Given request
Include in the output the line containing "the white cloud" and each subsequent line of the records, through the end, transcribed exactly. Add nothing else.

Lines of data
===============

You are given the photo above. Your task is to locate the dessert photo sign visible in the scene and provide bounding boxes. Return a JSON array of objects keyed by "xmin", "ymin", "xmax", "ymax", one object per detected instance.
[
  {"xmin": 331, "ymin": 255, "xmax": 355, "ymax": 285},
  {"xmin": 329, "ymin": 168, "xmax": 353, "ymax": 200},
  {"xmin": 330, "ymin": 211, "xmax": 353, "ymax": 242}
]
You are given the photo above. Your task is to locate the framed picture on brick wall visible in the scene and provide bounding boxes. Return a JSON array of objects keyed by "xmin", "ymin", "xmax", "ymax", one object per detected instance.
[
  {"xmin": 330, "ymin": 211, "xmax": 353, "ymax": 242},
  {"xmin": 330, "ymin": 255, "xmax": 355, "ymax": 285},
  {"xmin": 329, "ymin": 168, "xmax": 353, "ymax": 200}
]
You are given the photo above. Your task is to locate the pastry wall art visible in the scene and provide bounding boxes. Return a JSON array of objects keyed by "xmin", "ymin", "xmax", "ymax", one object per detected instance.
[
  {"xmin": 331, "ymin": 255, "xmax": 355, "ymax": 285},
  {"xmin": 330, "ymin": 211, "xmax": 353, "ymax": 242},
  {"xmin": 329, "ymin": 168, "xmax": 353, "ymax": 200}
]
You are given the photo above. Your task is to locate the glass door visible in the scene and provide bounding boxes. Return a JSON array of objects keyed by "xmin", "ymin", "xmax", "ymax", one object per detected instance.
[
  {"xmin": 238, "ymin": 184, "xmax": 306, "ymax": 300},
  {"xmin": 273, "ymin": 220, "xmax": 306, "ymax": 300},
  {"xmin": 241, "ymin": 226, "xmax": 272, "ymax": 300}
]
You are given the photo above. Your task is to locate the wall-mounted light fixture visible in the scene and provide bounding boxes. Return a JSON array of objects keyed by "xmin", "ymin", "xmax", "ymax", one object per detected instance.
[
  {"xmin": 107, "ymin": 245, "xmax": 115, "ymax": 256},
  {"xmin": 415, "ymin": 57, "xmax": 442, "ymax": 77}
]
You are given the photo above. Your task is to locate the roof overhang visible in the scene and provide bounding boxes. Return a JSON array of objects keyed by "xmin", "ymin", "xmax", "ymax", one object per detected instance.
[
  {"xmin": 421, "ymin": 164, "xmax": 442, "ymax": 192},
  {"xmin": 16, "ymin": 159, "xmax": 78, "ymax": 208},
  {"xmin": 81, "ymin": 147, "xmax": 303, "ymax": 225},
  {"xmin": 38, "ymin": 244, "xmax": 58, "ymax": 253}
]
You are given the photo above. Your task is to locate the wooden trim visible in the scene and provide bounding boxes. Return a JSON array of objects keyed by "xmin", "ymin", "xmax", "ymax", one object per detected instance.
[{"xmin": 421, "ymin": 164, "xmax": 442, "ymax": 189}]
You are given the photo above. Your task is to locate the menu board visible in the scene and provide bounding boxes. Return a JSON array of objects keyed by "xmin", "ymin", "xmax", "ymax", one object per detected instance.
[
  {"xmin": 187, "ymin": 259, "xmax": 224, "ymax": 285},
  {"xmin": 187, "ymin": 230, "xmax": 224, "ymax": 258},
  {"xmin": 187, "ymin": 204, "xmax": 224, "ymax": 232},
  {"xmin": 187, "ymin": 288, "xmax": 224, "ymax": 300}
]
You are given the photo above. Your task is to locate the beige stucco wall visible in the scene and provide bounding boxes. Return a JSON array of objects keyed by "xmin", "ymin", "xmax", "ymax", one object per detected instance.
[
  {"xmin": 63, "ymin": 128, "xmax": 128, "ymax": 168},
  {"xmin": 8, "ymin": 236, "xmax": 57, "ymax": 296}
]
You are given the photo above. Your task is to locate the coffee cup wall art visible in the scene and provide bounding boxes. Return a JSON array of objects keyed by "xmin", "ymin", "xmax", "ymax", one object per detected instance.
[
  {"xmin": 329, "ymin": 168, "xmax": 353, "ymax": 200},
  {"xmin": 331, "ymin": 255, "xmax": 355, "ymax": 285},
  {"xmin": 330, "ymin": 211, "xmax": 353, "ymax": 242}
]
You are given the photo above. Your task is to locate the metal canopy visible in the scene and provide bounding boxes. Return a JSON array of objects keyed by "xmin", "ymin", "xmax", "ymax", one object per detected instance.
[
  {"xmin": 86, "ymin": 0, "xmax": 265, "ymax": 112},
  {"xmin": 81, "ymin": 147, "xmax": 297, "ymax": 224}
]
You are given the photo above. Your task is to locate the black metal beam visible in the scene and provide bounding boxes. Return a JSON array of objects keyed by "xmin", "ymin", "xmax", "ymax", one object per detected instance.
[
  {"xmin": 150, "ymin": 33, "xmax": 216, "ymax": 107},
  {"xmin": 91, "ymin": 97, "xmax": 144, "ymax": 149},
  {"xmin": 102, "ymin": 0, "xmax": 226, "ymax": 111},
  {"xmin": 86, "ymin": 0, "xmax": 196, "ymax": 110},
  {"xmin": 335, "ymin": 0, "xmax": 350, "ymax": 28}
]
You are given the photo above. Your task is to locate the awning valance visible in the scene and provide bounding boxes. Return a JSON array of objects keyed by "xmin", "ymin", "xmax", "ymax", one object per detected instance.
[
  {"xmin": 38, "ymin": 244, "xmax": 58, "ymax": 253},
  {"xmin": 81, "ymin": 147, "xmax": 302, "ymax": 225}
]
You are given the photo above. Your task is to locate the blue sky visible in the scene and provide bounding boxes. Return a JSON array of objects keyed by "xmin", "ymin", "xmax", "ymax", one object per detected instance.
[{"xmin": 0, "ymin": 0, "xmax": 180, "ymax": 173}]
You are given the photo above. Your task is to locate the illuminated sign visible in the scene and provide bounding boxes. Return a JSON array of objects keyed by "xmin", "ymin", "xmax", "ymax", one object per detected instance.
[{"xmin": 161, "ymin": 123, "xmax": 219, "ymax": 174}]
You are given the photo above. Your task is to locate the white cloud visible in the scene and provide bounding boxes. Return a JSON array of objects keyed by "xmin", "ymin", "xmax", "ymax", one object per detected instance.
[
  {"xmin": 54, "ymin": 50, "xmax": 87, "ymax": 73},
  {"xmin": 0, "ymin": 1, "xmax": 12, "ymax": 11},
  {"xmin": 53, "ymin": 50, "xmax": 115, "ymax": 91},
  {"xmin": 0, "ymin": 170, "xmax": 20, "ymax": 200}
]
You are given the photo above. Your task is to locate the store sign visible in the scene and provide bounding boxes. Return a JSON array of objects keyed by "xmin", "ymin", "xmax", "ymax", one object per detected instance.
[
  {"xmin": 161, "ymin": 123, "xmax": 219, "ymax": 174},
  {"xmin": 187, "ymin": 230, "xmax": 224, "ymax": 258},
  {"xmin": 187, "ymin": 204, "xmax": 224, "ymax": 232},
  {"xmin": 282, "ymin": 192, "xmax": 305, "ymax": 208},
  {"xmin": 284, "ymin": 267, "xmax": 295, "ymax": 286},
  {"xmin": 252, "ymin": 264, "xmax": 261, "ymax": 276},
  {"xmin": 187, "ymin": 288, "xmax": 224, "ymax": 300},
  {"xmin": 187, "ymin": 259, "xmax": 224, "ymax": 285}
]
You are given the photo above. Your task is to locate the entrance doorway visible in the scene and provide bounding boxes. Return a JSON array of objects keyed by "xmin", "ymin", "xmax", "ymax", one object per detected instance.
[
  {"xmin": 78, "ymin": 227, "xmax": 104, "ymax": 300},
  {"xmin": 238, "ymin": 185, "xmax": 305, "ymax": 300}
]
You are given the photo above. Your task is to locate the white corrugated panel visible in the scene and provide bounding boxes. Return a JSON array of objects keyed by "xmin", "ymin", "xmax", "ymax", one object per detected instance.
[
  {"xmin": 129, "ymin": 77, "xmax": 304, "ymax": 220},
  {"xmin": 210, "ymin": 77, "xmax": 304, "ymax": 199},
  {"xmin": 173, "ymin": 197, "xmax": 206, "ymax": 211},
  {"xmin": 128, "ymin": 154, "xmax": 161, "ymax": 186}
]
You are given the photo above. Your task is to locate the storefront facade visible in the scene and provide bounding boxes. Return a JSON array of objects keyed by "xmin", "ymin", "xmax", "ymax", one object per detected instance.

===============

Written answer
You are given the photo above. Your task is to locate the white cloud visible in the scene and provide bounding boxes. Return a JSON array of objects keyed by "xmin", "ymin", "xmax", "ymax", one object per detected instance.
[
  {"xmin": 54, "ymin": 50, "xmax": 87, "ymax": 73},
  {"xmin": 0, "ymin": 1, "xmax": 12, "ymax": 11},
  {"xmin": 53, "ymin": 50, "xmax": 115, "ymax": 91},
  {"xmin": 0, "ymin": 170, "xmax": 20, "ymax": 200}
]
You are given the photo above. Your task is to locate the store sign visible in the scene and provide bounding boxes. Return a JSON array of objects keyed by "xmin", "ymin", "xmax", "ymax", one object per detected instance.
[
  {"xmin": 161, "ymin": 123, "xmax": 219, "ymax": 174},
  {"xmin": 187, "ymin": 230, "xmax": 224, "ymax": 258},
  {"xmin": 187, "ymin": 204, "xmax": 224, "ymax": 232},
  {"xmin": 282, "ymin": 192, "xmax": 305, "ymax": 208},
  {"xmin": 284, "ymin": 267, "xmax": 295, "ymax": 286},
  {"xmin": 252, "ymin": 264, "xmax": 261, "ymax": 276},
  {"xmin": 187, "ymin": 288, "xmax": 224, "ymax": 300},
  {"xmin": 187, "ymin": 259, "xmax": 224, "ymax": 285}
]
You are given the photo above. Your task is to locate the entrance doorway visible in the scene and provide bounding boxes. Return a JSON array of objects keyed by "xmin", "ymin", "xmax", "ymax", one object per detected instance.
[
  {"xmin": 78, "ymin": 227, "xmax": 104, "ymax": 300},
  {"xmin": 238, "ymin": 185, "xmax": 305, "ymax": 300}
]
You are given the photo above. Your task is to locate the white corrugated panel visible in the scene and provide bounding boxes. Return a JSON array of objects keyed by "xmin", "ymin", "xmax", "ymax", one object per detected instance.
[
  {"xmin": 129, "ymin": 77, "xmax": 304, "ymax": 220},
  {"xmin": 210, "ymin": 77, "xmax": 304, "ymax": 199},
  {"xmin": 173, "ymin": 197, "xmax": 206, "ymax": 211},
  {"xmin": 128, "ymin": 154, "xmax": 161, "ymax": 186}
]
You are given the photo above. Your task is to locate the storefront facade visible in the scene and provide bounding boxes. Return a JSON array of objects keyed by "xmin", "ymin", "xmax", "ymax", one object per detected instance.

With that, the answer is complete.